> _SELECTED TEXT_:
= Beginning of Section =
Full and Partial Dentures

A denture is defined as an artificial replacement of one or several of the teeth (partial dentures) or all of the teeth (full dentures) of either or both jaws.

There are two different types–Immediate or Conventional–and they are usually made of acrylic.

Conventional Dentures

The conventional type are made for a patient’s mouth cavity after the teeth have been extracted, or removed. The gums are allowed to heal before the dentist casts a mold over them. This molding helps shape the artificial teeth so they can stay secure. Once the molding is complete, the dentures are formed around the mold and fit into the patient’s mouth.

Immediate Dentures

The immediate type, as their name implies, are given to a patient immediately after their teeth are extracted. They are molded to a patient’s oral cavity before their teeth are even removed, and the gums are allowed to heal under them. The main advantage of this type is that the patient will have teeth immediately after their surgery, instead of waiting months to receive them.

The teeth in both types are made of plastic, porcelain or a combination of both. They can be attached to dental implants so that they fit more securely. It is also possible for them to be formed to fit over priorly treated teeth.

Regular dental exams are important for someone who has received full or partial dentures so that the tissues can be checked for change and/or disease. These appliances do wear over the course of time and need to be replaced in order to keep the jaw alignment normal, which slowly changes as the gum and bone ridges shrink due to the original teeth being extracted.
= End of Section =
> _RECORDS SHOWN_:
= Beginning of Section =
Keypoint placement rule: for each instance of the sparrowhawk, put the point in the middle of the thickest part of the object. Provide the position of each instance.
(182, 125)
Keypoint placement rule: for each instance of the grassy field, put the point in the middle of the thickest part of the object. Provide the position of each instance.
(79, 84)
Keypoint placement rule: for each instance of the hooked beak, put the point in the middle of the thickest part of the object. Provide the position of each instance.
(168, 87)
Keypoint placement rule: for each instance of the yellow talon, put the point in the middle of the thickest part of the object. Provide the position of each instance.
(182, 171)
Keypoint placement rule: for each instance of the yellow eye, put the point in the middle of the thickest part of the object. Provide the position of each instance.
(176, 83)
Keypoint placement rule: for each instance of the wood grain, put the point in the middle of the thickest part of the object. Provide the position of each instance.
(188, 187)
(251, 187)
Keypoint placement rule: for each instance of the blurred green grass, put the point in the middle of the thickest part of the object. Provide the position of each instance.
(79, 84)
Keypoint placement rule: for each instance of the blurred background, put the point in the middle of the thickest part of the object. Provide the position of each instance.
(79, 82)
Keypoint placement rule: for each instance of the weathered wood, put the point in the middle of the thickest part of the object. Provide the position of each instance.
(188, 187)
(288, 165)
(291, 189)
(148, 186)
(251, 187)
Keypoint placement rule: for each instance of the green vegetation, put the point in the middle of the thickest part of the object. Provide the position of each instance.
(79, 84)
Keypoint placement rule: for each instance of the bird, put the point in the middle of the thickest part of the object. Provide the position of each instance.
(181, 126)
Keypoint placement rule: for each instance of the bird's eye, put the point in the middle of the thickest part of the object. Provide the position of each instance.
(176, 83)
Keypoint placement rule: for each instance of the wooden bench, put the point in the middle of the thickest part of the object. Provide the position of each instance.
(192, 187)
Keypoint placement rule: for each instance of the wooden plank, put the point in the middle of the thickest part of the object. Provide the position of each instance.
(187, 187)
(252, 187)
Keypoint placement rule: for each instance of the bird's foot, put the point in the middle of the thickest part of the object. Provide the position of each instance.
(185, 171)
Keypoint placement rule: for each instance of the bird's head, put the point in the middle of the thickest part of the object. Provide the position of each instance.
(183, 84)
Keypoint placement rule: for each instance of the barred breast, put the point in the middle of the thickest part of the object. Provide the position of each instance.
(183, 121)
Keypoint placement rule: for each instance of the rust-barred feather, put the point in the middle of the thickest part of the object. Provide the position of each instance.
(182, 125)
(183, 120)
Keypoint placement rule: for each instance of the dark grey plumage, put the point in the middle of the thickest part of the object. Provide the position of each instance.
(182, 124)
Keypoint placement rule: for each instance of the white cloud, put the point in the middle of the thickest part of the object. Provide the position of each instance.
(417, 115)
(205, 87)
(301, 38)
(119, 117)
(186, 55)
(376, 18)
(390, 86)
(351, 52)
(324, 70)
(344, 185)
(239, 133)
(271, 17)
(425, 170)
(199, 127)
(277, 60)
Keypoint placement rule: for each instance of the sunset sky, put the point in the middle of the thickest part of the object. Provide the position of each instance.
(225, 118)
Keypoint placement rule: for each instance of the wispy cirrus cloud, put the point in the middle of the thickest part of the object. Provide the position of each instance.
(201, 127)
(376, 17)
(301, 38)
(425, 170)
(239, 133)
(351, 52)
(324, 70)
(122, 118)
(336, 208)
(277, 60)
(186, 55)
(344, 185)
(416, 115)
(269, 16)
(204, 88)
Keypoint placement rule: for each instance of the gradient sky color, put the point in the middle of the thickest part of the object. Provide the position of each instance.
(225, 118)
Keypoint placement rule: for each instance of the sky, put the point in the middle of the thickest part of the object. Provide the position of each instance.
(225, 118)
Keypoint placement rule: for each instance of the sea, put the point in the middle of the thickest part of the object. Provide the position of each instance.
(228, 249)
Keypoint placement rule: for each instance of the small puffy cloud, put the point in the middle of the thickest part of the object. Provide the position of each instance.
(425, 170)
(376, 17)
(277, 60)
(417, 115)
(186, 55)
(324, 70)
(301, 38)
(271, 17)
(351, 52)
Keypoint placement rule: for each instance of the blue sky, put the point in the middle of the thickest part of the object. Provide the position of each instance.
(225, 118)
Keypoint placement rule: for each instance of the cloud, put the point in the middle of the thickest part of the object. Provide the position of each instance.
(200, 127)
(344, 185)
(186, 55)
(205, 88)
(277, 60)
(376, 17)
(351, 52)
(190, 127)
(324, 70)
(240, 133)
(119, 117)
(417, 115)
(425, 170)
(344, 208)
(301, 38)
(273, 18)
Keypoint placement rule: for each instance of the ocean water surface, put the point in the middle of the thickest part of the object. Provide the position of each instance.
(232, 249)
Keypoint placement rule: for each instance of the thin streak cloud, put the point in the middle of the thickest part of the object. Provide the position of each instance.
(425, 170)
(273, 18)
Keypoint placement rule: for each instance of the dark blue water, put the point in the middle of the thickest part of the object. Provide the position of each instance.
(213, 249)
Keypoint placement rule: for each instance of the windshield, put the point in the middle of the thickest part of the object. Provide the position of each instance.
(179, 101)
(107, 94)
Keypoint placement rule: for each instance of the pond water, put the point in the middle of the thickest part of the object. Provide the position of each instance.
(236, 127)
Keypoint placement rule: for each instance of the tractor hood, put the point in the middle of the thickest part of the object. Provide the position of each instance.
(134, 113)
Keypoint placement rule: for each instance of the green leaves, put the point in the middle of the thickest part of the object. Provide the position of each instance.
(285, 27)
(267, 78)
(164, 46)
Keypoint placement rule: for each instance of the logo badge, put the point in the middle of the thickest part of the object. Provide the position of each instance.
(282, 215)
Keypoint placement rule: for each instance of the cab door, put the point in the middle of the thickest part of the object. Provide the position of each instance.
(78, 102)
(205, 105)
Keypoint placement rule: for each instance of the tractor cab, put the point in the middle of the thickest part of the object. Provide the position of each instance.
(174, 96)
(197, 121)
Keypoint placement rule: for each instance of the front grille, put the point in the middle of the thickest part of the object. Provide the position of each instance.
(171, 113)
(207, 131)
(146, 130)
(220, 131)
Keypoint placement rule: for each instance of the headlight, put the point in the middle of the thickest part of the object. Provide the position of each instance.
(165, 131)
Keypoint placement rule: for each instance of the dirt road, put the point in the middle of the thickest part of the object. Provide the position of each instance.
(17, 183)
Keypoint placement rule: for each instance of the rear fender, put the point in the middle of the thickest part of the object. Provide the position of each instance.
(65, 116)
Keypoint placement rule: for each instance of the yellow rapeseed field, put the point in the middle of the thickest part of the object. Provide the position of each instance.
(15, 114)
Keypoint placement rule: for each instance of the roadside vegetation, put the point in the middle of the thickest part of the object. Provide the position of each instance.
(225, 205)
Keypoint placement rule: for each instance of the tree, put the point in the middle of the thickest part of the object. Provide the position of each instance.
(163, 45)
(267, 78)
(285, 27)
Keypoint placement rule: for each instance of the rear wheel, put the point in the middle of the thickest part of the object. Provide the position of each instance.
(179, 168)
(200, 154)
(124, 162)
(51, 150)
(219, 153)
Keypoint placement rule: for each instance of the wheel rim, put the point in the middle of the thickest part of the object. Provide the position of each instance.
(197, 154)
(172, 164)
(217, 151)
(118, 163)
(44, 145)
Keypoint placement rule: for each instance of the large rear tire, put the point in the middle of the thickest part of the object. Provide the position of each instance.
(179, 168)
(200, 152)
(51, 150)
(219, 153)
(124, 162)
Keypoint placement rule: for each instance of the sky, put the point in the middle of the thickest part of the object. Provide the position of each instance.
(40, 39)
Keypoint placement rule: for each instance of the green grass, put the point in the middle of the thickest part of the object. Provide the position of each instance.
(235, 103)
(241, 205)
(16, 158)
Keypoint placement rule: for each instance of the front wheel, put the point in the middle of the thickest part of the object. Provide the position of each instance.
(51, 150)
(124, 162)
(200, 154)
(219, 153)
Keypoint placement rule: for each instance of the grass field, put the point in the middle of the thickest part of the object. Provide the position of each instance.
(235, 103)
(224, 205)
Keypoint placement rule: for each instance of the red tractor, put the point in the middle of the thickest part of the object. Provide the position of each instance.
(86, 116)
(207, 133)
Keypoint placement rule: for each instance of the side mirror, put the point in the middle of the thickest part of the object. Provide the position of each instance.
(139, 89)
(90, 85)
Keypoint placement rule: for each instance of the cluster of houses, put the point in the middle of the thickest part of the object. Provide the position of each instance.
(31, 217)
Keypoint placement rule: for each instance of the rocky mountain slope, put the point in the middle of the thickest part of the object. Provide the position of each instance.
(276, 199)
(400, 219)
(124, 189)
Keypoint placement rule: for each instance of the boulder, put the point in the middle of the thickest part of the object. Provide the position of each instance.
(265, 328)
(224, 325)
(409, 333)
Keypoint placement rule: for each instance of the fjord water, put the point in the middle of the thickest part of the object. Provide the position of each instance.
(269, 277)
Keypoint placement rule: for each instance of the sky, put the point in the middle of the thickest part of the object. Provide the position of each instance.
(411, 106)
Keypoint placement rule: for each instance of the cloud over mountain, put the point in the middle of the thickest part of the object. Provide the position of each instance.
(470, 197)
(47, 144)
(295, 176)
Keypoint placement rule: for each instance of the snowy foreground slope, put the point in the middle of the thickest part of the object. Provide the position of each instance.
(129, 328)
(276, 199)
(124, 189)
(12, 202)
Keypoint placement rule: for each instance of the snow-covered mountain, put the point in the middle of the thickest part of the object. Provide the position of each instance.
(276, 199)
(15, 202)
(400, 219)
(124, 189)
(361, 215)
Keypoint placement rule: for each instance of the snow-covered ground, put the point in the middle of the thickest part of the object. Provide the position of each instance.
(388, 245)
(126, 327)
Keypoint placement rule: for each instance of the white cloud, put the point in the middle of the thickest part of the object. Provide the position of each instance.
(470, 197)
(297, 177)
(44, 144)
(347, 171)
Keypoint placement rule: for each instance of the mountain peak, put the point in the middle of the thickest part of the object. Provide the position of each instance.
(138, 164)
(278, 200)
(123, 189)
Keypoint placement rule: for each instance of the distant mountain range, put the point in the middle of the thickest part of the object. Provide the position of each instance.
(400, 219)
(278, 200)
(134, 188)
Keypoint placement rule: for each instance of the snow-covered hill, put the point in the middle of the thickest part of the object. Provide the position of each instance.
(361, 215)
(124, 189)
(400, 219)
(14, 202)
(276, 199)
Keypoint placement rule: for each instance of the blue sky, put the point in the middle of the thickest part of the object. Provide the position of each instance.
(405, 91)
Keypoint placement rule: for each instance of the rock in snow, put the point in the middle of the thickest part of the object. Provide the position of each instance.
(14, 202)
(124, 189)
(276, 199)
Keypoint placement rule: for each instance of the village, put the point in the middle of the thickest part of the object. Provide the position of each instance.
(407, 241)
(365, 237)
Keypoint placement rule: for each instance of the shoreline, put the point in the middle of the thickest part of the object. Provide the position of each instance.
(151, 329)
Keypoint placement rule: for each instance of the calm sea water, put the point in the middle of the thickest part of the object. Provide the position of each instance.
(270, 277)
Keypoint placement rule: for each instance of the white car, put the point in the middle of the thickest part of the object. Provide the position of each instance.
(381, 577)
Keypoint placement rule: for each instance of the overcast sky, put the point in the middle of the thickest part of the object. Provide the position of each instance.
= End of Section =
> _EXERCISE_: Update the dentures text starting with "The conventional type" and going on through "to receive them.", putting "prosthodontist" wherever "dentist" appears. Use only the dentures text as your source, not the items.

> _FINISHED TASK_:
The conventional type are made for a patient’s mouth cavity after the teeth have been extracted, or removed. The gums are allowed to heal before the prosthodontist casts a mold over them. This molding helps shape the artificial teeth so they can stay secure. Once the molding is complete, the dentures are formed around the mold and fit into the patient’s mouth.

Immediate Dentures

The immediate type, as their name implies, are given to a patient immediately after their teeth are extracted. They are molded to a patient’s oral cavity before their teeth are even removed, and the gums are allowed to heal under them. The main advantage of this type is that the patient will have teeth immediately after their surgery, instead of waiting months to receive them.